** Opening Source extract block **

Bob Gibson on race, baseball and what is next
Bob Gibson is 84 now. He has been fighting pancreatic cancer exactly as you would expect he would -- without complaint -- since he was diagnosed with it during the summer of 2019. The only thing for which he occasionally apologized during our phone conversation on Wednesday was when he would get a year or a detail wrong in the story he was telling. He would blame it on what he called “chemo brain.”
But the truth is, Gibson sounded like himself, which means tough, principled, decent and fiercely intelligent. He remains, even now, an essential baseball voice -- not just about his game, but about his country and what he sees from it these days.
“What I’m seeing now,” Gibson said, “is that nothing has changed. Period.”
He paused.
“I remember going to my first Spring Training with the Cardinals in 1957,” he said. “I almost got jumped by four guys on a train. I had to go find a place to hide myself on that train so I wouldn’t get thumped by those four guys.”
He laughed.
“Fortunately for me,” Gibson said, “they never did find me.”
And fortunately for the St. Louis Cardinals.
Gibson made it to the Cardinals four years later and became such a brilliant and unforgettable presence in the middle of the diamond for one of baseball's greatest teams, the Cardinals of the 60s, who played in three World Series, winning two while jumping ahead of the Tigers 3-1 in ’68. Gibson had a 1.12 ERA that year. He would twice be the World Series MVP Award winner. He is now in the Hall of Fame, of course. He started nine World Series games in his career -- eight of which were complete games -- and had a 1.89 career ERA in those outings. He was as intimidating a figure on a pitcher’s mound as the game has known. It was a remarkable and inspiring journey for him after he left Omaha, both on and off the field, but hardly an easy one.

** Closing Source extract block **

*The task:* Copy out the full Bob Gibson text word for word.

** Opening The data block **

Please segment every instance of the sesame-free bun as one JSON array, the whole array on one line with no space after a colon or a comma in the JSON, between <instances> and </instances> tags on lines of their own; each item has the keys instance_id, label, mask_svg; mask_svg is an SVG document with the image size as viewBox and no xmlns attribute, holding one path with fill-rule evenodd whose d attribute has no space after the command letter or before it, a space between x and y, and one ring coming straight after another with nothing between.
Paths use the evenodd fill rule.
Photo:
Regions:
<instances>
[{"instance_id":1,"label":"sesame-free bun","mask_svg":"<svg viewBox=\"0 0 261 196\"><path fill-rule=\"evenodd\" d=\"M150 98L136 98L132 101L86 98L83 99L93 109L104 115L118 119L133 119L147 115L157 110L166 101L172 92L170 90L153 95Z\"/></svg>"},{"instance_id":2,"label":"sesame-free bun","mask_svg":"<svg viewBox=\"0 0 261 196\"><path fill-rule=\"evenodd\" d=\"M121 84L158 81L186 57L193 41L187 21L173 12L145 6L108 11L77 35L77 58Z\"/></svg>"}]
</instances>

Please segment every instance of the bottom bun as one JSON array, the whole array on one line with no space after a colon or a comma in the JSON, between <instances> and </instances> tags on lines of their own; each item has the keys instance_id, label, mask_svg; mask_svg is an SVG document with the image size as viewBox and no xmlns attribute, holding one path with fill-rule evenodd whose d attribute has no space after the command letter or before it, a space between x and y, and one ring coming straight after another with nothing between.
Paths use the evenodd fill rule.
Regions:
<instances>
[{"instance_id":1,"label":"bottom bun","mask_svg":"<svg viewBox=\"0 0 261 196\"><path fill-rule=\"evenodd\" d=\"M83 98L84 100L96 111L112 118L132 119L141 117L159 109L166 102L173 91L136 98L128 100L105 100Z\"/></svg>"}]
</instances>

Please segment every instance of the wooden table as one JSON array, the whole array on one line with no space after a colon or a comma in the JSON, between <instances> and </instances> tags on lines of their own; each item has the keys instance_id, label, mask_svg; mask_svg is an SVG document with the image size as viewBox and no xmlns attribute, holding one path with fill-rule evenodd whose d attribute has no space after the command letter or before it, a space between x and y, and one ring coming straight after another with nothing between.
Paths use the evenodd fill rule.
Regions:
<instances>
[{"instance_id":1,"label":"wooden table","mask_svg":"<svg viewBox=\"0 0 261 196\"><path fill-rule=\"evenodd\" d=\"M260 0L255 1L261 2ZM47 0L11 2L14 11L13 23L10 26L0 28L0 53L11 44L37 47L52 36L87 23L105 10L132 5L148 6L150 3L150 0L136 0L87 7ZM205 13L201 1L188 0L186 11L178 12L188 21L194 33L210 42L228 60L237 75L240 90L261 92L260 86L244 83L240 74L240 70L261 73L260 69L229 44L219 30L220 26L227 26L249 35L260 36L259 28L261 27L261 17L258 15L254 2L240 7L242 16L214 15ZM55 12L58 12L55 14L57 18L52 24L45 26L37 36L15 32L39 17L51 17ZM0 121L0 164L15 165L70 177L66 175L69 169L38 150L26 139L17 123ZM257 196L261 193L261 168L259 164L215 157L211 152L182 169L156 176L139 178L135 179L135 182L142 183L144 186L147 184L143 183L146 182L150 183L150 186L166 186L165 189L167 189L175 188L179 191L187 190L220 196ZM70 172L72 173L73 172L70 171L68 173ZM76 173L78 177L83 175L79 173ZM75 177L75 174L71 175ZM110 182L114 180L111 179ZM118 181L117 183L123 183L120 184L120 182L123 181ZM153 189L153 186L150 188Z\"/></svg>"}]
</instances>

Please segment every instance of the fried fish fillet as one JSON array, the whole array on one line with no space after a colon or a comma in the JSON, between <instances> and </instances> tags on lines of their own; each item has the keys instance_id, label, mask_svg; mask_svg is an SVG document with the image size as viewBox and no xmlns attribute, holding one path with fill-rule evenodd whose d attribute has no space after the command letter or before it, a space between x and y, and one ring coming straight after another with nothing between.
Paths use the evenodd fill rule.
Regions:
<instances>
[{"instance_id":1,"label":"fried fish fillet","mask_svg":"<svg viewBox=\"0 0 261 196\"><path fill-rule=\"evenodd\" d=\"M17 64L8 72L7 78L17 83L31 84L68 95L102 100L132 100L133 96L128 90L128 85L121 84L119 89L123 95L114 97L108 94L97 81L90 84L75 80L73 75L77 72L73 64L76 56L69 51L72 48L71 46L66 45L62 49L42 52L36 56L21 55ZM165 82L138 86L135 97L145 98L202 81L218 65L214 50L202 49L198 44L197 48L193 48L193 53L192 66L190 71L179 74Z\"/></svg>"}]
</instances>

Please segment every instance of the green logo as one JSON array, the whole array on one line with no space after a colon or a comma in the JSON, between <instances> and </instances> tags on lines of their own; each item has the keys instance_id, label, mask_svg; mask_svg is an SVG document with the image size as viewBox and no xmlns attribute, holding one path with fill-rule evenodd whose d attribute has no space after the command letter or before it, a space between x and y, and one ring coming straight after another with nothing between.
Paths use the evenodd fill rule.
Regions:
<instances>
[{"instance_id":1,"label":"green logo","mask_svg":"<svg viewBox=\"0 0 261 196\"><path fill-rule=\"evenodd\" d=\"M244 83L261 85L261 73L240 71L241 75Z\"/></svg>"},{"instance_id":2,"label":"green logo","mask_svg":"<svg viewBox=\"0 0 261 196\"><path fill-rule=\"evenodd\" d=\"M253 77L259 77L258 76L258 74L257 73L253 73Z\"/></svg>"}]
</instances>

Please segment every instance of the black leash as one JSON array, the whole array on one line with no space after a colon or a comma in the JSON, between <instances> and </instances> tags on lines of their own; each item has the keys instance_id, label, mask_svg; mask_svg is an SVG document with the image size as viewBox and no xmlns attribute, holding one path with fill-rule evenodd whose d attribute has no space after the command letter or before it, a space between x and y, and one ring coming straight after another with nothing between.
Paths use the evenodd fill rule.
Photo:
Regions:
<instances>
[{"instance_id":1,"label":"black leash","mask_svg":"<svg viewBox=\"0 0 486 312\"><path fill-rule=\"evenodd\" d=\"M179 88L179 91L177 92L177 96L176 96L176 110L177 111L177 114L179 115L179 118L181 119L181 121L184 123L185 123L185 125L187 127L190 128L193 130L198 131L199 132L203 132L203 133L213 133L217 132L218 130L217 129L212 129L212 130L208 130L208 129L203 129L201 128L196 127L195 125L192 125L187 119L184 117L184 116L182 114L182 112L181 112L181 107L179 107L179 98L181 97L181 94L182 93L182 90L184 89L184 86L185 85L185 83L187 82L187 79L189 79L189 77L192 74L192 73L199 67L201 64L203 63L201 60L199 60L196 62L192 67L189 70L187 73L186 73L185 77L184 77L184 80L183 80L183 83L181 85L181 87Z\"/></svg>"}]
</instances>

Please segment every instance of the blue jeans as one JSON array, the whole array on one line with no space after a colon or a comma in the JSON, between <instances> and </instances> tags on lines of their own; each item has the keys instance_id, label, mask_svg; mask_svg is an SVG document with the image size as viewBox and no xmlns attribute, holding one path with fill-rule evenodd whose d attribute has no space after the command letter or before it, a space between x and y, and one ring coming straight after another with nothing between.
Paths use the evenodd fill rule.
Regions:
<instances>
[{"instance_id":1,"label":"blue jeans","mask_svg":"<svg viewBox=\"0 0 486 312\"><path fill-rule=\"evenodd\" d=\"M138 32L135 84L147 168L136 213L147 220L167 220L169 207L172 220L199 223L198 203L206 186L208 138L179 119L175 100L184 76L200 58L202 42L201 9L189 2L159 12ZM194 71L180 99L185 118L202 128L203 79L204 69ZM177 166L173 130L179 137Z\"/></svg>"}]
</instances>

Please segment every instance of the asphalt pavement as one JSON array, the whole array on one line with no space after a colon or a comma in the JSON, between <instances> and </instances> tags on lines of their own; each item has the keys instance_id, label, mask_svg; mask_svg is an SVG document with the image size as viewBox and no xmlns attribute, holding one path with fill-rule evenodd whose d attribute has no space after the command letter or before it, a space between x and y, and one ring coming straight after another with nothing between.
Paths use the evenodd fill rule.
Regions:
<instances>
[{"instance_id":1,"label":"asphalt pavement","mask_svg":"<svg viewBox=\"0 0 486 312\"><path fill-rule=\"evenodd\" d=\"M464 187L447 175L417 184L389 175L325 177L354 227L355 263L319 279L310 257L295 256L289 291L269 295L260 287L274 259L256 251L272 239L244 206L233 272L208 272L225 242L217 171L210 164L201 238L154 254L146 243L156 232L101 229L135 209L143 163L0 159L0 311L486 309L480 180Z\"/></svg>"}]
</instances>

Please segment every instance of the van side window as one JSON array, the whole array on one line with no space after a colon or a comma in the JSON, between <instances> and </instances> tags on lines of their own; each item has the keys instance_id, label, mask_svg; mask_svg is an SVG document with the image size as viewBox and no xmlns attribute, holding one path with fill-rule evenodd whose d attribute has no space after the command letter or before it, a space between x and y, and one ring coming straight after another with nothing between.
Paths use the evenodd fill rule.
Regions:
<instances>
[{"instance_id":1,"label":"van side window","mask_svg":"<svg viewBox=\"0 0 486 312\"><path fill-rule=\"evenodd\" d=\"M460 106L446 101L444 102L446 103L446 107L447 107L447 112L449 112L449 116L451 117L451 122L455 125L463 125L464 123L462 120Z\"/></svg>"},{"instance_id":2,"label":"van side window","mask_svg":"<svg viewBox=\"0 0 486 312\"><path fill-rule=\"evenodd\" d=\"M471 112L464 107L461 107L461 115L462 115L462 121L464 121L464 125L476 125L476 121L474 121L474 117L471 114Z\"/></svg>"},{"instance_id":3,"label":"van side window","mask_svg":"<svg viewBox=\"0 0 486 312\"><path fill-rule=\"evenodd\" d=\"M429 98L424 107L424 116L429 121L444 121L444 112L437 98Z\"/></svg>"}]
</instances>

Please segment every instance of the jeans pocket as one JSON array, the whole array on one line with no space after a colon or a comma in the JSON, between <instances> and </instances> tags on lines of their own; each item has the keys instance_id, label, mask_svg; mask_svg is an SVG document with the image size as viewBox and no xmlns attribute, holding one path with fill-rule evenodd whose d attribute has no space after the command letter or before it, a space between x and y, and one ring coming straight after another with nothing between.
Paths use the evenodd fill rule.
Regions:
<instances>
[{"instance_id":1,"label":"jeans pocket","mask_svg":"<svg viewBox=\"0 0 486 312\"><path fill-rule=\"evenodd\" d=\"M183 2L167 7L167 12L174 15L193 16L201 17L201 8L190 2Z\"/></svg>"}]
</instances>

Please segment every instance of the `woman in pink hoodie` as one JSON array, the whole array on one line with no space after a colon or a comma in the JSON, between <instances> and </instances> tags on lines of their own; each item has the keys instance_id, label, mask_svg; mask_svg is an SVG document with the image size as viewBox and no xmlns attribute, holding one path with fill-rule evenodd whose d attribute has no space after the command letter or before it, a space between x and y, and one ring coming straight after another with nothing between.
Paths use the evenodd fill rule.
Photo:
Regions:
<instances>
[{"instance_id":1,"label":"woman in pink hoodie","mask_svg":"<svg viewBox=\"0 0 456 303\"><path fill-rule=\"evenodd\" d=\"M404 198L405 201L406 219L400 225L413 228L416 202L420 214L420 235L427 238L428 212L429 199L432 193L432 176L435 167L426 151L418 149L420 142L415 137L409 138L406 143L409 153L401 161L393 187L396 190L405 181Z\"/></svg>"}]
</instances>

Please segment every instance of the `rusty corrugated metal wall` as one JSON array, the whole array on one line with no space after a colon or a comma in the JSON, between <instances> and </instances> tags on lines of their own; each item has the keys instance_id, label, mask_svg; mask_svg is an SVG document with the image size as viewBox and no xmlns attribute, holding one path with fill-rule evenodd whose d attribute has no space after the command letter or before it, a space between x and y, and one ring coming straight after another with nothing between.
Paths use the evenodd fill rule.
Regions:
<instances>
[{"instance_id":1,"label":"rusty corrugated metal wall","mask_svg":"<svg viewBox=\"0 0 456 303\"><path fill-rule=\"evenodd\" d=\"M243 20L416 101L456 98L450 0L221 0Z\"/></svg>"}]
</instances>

** Closing The data block **

*Problem solution:*
Bob Gibson on race, baseball and what is next
Bob Gibson is 84 now. He has been fighting pancreatic cancer exactly as you would expect he would -- without complaint -- since he was diagnosed with it during the summer of 2019. The only thing for which he occasionally apologized during our phone conversation on Wednesday was when he would get a year or a detail wrong in the story he was telling. He would blame it on what he called “chemo brain.”
But the truth is, Gibson sounded like himself, which means tough, principled, decent and fiercely intelligent. He remains, even now, an essential baseball voice -- not just about his game, but about his country and what he sees from it these days.
“What I’m seeing now,” Gibson said, “is that nothing has changed. Period.”
He paused.
“I remember going to my first Spring Training with the Cardinals in 1957,” he said. “I almost got jumped by four guys on a train. I had to go find a place to hide myself on that train so I wouldn’t get thumped by those four guys.”
He laughed.
“Fortunately for me,” Gibson said, “they never did find me.”
And fortunately for the St. Louis Cardinals.
Gibson made it to the Cardinals four years later and became such a brilliant and unforgettable presence in the middle of the diamond for one of baseball's greatest teams, the Cardinals of the 60s, who played in three World Series, winning two while jumping ahead of the Tigers 3-1 in ’68. Gibson had a 1.12 ERA that year. He would twice be the World Series MVP Award winner. He is now in the Hall of Fame, of course. He started nine World Series games in his career -- eight of which were complete games -- and had a 1.89 career ERA in those outings. He was as intimidating a figure on a pitcher’s mound as the game has known. It was a remarkable and inspiring journey for him after he left Omaha, both on and off the field, but hardly an easy one.